# Directions for this task
Rewrite the records below, putting "draw the boundary" in place of "trace the outline" and keeping everything else unchanged.

# Spatial annotation records
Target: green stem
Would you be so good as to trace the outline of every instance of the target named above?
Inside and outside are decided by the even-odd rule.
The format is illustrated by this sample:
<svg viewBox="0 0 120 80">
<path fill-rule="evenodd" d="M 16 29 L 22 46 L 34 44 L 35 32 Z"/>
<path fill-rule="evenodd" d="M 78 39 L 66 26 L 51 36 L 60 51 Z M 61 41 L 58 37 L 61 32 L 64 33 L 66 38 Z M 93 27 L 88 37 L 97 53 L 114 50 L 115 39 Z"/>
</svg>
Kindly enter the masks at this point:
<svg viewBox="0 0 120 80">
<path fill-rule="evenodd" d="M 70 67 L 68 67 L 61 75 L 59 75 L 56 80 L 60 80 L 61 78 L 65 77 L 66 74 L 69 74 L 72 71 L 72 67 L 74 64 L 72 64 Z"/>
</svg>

# Full solution
Target: green stem
Would you be so good as to draw the boundary of every instance of the target named above?
Inside and outside are decided by the even-odd rule.
The format is illustrated by this sample:
<svg viewBox="0 0 120 80">
<path fill-rule="evenodd" d="M 16 29 L 22 46 L 34 44 L 35 32 Z"/>
<path fill-rule="evenodd" d="M 78 39 L 66 26 L 51 36 L 60 51 Z M 61 41 L 58 37 L 61 32 L 64 33 L 66 38 Z M 93 27 L 88 37 L 97 53 L 114 50 L 115 39 Z"/>
</svg>
Kindly enter the masks at this point:
<svg viewBox="0 0 120 80">
<path fill-rule="evenodd" d="M 70 67 L 68 67 L 61 75 L 59 75 L 56 80 L 60 80 L 61 78 L 65 77 L 66 74 L 69 74 L 72 71 L 72 67 L 74 64 L 72 64 Z"/>
</svg>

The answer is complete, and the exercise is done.